**WRITTEN PROBLEM**
Copy out, exactly as written, only the line containing "of the tree" and the lines after it through the end of the records.
::: INPUT DATA :::
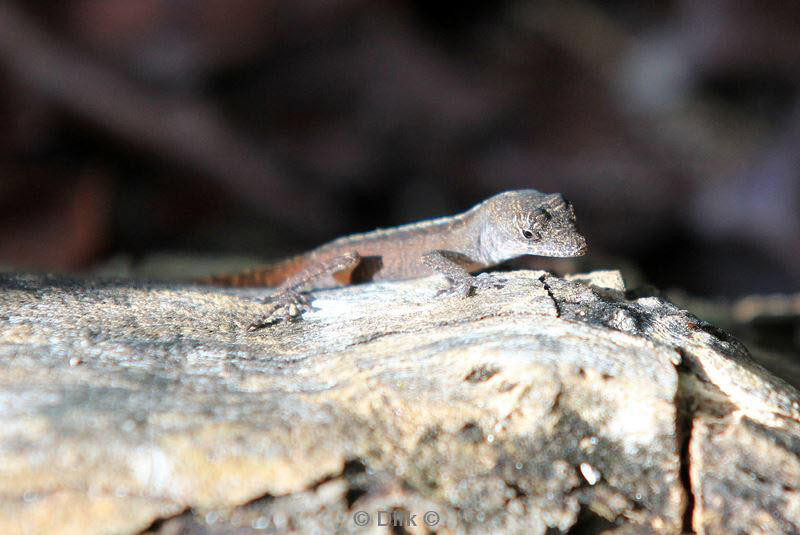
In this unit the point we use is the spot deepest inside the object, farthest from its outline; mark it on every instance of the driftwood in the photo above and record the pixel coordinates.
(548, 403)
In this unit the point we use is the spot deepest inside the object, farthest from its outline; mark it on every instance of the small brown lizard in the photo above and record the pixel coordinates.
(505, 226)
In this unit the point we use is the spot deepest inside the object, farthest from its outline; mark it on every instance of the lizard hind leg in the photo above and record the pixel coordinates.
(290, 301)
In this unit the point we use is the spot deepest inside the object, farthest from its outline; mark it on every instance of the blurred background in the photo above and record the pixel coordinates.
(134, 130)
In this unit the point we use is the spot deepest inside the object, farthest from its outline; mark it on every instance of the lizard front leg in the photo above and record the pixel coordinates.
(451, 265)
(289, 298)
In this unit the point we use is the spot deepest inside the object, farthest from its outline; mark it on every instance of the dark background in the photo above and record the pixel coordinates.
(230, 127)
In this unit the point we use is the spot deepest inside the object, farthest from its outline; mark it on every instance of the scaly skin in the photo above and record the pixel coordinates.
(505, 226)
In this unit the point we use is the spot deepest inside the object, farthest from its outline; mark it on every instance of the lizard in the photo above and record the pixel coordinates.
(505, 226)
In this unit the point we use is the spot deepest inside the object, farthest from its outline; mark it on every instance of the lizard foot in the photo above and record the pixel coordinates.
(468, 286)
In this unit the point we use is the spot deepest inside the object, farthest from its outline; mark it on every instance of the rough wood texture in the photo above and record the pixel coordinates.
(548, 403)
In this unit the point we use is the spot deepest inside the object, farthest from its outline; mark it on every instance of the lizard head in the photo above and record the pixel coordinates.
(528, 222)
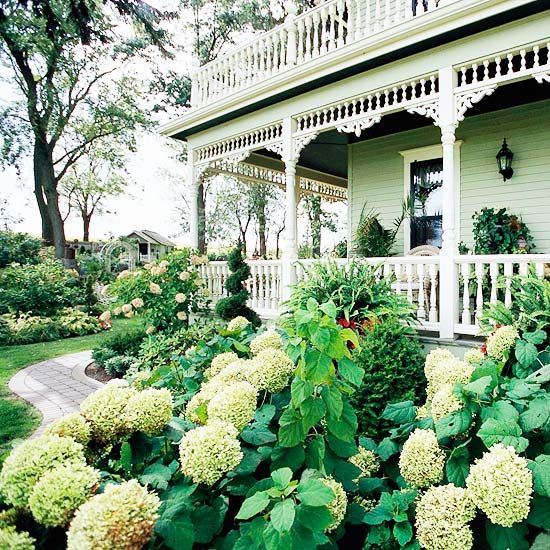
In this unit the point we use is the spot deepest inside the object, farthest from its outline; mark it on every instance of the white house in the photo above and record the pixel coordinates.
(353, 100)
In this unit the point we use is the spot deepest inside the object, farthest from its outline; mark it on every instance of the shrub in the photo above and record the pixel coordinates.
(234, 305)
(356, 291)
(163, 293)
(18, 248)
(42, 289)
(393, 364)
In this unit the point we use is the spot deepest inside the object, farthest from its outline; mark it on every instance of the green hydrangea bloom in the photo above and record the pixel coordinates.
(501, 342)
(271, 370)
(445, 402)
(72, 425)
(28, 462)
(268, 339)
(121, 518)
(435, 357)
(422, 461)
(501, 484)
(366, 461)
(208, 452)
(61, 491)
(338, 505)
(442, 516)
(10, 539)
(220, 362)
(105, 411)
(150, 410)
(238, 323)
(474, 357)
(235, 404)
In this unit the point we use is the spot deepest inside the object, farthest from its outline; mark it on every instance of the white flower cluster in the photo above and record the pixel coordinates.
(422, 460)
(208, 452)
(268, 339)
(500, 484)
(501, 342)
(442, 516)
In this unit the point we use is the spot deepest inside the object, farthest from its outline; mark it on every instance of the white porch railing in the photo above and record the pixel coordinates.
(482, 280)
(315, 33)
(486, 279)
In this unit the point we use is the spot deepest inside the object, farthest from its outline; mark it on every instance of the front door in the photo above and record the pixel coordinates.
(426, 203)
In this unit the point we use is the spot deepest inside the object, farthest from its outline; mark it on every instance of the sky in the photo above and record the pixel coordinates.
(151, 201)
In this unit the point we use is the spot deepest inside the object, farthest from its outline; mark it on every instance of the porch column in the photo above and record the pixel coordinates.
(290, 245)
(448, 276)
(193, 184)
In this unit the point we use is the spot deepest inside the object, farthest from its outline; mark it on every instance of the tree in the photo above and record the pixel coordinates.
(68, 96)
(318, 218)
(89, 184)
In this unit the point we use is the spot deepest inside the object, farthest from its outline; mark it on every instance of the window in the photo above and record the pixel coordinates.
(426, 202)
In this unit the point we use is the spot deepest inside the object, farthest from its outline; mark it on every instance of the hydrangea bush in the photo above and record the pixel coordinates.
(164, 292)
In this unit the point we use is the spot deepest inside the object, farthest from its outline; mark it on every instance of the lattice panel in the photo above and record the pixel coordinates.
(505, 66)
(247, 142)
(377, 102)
:::
**RESULT OF THIS EXERCISE**
In this unit the point we use is the spot deepest inside the object, farthest from its outline; mark it on every instance of the tree in the photo above and record the pixel coordinates.
(68, 96)
(318, 218)
(89, 184)
In this unit the point we use is the spot deepest inside the object, farthest from its outline; mark it on every instance of the window in the photo above and record the pixel coordinates.
(426, 202)
In this unit the point we use is the spot deepest inside the object, farthest from its outline; mark it on every instance of the hydrangea bush in the photo above and record the pixel coordinates.
(164, 292)
In this unit the point we use is the spot deepest inside the object, farthest from its outline; mark it on every instance of the lattice panel in the photo above and record the pixel coordinates.
(505, 66)
(247, 142)
(377, 102)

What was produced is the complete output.